### Task to carry out
Could you copy word for word the part of the trade theory text below starting at "While that claim" and ending at "the Heckscher-Ohlin model."?

While that claim by Friedman is contentious and the topic of another blog altogether the fact is that the predictions of the Heckscher-Ohlin model performed poorly when confronted with empirical realities.

An early rejection of the worth of the ‘model’ was provided by the famous Leontief Paradox, named after the work of the American economist Wassily Leontief.

The Leontief Paradox was that the US, which is the nation with the most capital, was exporting goods and services that were more labour-intensive than capital-intensive, a major violation of the predictions of the Heckscher-Ohlin model.

This finding ran counter to the ‘comparative advantage’ model of free trade. The US imported more capital-intensive goods than it exported.

New developments in trade theory

The concept of free trade, derived from the early contributions of the Stockholm School and others, led to the conclusion that any government intervention to restrict the free exchange of goods and services across national borders (via, for example, tariffs and/or import controls) This, would undermine national prosperity.

The corollary, of course, was that unfettered trade movements would enhance national prosperity.

In other words, the idea that a national government might protect a local industry by restricting its exposure to competition from international firms was ‘proved’ to be anathema to maximising individual and national outcomes.

Of course, the ‘proof’ was only forthcoming in these stylised 2x2x2 ‘models’, which relied on a host of assumptions that were patently not a description of the real world.

The theoretical case for free trade was challenged in the 1980s, when developments within economic theory (the so-called ‘New Trade Theory’) essentially scrapped the Heckscher-Ohlin approach and incorporated the reality of increasing returns in production and imperfect competition (Krugman, 1987).

[Reference: Krugman, P. (1987) ‘Is Free Trade Passé’, The Journal of Economic Perspectives, 1(2), 131-144. LINK]

By altering these assumptions, economists could no longer argue that the results of the free-trade models held.

While Paul Krugman (1987: 131) considered “the defense of free trade is close to a sacred tenet is any idea in economics” (see full quote at beginning of this blog), he also noted that “the case for free trade is currently more in doubt than at any time since the 1817 publication of Ricardo’s Principles of Political Economy.”

### Excerpted records
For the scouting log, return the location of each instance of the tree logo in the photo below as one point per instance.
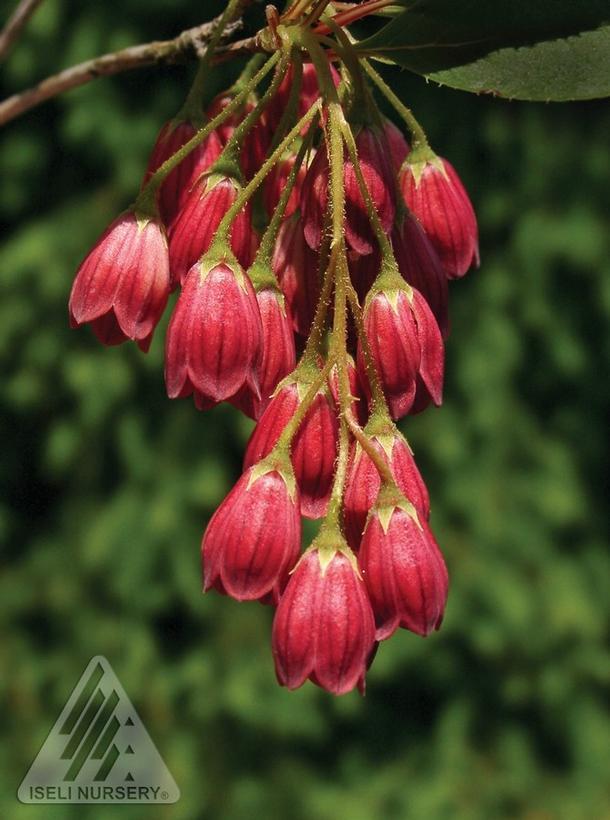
(98, 751)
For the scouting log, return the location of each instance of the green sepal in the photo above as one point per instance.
(419, 158)
(279, 463)
(391, 499)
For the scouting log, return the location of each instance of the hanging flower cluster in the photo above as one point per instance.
(324, 323)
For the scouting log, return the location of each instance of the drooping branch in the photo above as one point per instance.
(189, 45)
(15, 24)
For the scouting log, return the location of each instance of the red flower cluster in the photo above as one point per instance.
(239, 319)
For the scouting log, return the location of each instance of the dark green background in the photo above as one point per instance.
(106, 484)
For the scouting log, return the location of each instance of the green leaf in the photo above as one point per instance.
(549, 50)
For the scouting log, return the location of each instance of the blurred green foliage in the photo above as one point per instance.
(106, 485)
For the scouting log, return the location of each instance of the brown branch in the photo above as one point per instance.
(15, 24)
(189, 45)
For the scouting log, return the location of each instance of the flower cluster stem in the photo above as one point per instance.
(192, 108)
(145, 203)
(264, 254)
(246, 193)
(227, 163)
(420, 141)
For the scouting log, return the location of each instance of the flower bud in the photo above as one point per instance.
(421, 267)
(314, 446)
(177, 185)
(403, 570)
(435, 194)
(254, 537)
(193, 230)
(406, 346)
(214, 336)
(296, 268)
(278, 353)
(364, 482)
(122, 286)
(379, 176)
(323, 627)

### Right answer
While that claim by Friedman is contentious and the topic of another blog altogether the fact is that the predictions of the Heckscher-Ohlin model performed poorly when confronted with empirical realities.

An early rejection of the worth of the ‘model’ was provided by the famous Leontief Paradox, named after the work of the American economist Wassily Leontief.

The Leontief Paradox was that the US, which is the nation with the most capital, was exporting goods and services that were more labour-intensive than capital-intensive, a major violation of the predictions of the Heckscher-Ohlin model.